What you need to do –
Your task is to find every line in the records that holds the string "facade" and copy it.
*** Begin section ***
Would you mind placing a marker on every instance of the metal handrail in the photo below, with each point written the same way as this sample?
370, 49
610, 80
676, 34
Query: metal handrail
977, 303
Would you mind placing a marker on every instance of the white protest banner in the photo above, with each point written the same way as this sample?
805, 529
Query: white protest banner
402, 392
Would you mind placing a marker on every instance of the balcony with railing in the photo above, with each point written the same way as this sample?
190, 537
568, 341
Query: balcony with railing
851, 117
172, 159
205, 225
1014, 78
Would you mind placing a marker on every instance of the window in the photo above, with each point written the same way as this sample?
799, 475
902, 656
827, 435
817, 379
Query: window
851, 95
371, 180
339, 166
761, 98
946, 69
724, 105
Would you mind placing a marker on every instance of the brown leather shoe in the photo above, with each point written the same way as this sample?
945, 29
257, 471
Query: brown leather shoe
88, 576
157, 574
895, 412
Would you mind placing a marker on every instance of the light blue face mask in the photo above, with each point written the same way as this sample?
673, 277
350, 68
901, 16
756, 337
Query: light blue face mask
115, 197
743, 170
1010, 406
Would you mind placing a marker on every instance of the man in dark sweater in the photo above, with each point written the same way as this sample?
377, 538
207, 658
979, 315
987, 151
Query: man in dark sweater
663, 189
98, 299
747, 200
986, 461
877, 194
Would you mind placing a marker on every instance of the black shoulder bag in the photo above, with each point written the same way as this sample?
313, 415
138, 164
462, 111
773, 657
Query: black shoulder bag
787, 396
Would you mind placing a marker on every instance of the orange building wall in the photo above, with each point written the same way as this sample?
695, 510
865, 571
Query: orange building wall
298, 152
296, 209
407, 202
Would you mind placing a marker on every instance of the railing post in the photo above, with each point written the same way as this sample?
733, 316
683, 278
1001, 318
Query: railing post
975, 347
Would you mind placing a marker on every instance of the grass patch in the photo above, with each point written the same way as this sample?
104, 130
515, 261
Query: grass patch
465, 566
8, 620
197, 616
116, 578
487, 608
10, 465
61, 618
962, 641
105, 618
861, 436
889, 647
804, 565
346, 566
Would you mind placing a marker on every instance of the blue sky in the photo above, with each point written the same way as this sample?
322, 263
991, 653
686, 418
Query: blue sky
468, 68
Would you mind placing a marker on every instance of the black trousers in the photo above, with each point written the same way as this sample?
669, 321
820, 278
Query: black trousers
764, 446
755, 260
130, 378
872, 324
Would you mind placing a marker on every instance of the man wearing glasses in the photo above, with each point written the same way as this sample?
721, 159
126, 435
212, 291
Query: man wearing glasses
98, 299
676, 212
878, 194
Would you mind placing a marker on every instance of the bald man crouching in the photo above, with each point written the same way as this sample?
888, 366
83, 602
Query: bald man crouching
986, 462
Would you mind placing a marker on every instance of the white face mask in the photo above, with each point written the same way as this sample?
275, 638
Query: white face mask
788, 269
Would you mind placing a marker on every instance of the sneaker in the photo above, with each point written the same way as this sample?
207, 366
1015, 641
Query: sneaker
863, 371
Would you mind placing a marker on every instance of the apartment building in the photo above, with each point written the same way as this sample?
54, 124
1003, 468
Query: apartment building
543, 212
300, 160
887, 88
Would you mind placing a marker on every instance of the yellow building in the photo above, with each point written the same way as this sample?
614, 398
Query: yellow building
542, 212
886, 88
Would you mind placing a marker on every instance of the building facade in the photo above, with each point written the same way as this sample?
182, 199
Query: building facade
*** End section ***
Response to this exercise –
Would you mind placing a marker on every instance of the building facade in the photo above, with each point written the same way as this sample?
Query: building facade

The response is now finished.